### Source extract ###
A Python library (import jd) — a small set of helper functions your script imports to resolve correct file paths and upload results to the central server.

The library functions are designed to be zero-configuration. They read the context (experiment name, job ID, server URL) from environment variables that jd_worker_cli sets automatically before calling your script. You never need to pass these values manually.

ℹ️ PyPI package: pypi.org/project/jd-worker/
Source code: github.com/NWSL-UCF/job-distributor

1 Installation

bash

pip install jd-worker

# Upgrade to the latest version at any time
pip install --upgrade jd-worker

Requires Python 3.8 or later. Install inside a virtual environment (see the Getting Started guide for instructions).

After installation, verify both the CLI and the library are available:

bash

jd_worker_cli help
export JD_API_KEY=jd_…   # required for interactive mode
jd_worker_cli          # interactive shell (API key verified with Hub)
python -c "import jd; print(jd.__version__)"

2 `jd_worker_cli` — The Worker Command

jd_worker_cli is the main executable installed by the package. In its default mode it runs as a long-lived background process that:

Connects to the Hub to obtain a short-lived worker token and the server URL for your experiment (Hub mode).
###
Return the full text about the jd worker package word for word, keeping every line, symbol, and command unchanged. The listing has no connection to the text about the jd worker package.
### Supplied data ###
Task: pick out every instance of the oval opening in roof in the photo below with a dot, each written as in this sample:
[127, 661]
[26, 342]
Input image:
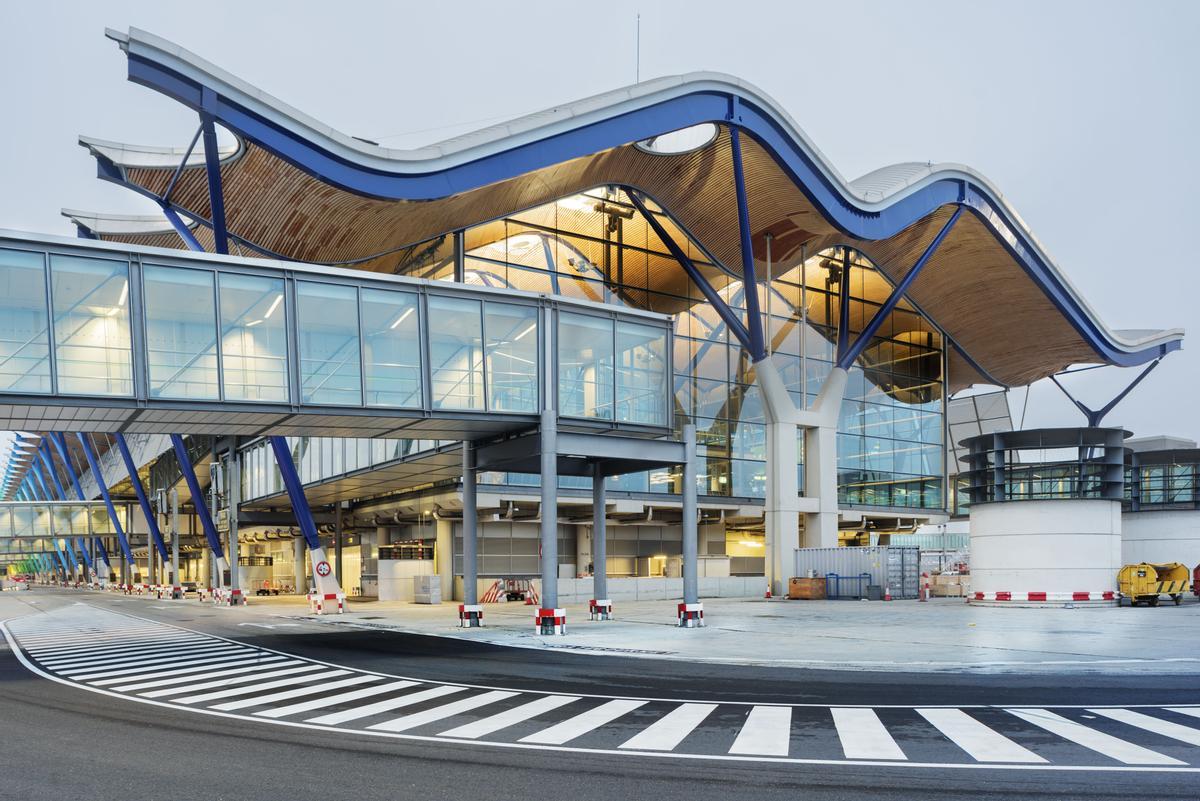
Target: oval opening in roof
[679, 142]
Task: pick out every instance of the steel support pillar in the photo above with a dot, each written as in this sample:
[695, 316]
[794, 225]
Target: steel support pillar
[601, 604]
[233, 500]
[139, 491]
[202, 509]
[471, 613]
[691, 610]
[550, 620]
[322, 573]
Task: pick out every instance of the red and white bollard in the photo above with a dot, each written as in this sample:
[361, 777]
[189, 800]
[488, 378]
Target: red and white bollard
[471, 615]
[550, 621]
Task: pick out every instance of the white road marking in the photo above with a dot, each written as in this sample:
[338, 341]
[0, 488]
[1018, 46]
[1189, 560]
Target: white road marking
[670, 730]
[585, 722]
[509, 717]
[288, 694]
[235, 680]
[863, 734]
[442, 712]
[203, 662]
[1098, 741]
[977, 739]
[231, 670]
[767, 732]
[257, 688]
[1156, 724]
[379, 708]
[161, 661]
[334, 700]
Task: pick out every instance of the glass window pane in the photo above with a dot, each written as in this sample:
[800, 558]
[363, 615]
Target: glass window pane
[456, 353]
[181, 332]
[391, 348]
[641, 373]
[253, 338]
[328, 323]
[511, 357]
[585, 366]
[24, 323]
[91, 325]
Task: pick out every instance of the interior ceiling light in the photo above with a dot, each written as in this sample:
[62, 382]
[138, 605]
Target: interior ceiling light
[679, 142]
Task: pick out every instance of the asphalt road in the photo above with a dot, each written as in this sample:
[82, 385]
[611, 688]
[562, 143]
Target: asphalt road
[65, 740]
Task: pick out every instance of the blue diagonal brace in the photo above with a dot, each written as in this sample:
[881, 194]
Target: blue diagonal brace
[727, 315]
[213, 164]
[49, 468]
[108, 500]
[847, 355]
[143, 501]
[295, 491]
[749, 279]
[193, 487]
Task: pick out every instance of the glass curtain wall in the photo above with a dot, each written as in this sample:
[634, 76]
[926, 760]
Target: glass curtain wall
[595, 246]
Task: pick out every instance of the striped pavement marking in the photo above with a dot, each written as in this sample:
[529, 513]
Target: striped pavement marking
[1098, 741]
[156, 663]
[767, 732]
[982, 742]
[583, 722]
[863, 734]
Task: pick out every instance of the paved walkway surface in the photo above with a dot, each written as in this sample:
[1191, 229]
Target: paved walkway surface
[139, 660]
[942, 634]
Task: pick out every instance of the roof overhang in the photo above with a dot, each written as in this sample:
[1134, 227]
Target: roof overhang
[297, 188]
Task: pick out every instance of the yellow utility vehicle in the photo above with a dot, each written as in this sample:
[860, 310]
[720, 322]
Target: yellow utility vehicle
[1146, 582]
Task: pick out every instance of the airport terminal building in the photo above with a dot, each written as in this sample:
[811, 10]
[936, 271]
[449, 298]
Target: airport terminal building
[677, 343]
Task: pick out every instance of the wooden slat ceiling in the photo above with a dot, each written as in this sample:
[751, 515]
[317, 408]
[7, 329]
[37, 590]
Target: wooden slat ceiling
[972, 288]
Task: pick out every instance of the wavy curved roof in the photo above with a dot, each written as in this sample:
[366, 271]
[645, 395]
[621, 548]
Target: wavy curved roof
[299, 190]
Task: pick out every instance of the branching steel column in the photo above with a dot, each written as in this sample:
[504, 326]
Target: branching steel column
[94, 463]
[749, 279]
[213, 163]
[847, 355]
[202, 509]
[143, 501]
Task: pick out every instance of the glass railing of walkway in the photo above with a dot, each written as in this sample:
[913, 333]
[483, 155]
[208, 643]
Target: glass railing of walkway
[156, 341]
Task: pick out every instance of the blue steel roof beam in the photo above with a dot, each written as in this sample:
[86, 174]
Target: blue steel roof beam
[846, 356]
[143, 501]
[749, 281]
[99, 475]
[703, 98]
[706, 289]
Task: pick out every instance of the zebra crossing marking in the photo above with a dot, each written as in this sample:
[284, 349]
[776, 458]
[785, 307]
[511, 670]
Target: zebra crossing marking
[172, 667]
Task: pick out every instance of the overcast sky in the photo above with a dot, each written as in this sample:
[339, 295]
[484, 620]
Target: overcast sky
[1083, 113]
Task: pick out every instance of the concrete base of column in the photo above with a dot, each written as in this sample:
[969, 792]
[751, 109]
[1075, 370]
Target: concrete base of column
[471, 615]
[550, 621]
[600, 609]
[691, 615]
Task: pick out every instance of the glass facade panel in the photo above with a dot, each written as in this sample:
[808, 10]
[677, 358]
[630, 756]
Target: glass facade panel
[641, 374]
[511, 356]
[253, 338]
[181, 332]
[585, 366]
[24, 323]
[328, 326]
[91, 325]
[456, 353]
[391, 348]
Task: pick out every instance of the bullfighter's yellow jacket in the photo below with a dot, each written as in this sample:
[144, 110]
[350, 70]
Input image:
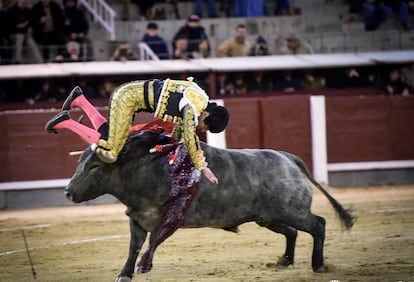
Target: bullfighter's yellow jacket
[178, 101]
###
#### Right answer
A Python library (import jd) — a small set of helper functions your script imports to resolve correct file paths and upload results to the central server.

The library functions are designed to be zero-configuration. They read the context (experiment name, job ID, server URL) from environment variables that jd_worker_cli sets automatically before calling your script. You never need to pass these values manually.

ℹ️ PyPI package: pypi.org/project/jd-worker/
Source code: github.com/NWSL-UCF/job-distributor

1 Installation

bash

pip install jd-worker

# Upgrade to the latest version at any time
pip install --upgrade jd-worker

Requires Python 3.8 or later. Install inside a virtual environment (see the Getting Started guide for instructions).

After installation, verify both the CLI and the library are available:

bash

jd_worker_cli help
export JD_API_KEY=jd_…   # required for interactive mode
jd_worker_cli          # interactive shell (API key verified with Hub)
python -c "import jd; print(jd.__version__)"

2 `jd_worker_cli` — The Worker Command

jd_worker_cli is the main executable installed by the package. In its default mode it runs as a long-lived background process that:

Connects to the Hub to obtain a short-lived worker token and the server URL for your experiment (Hub mode).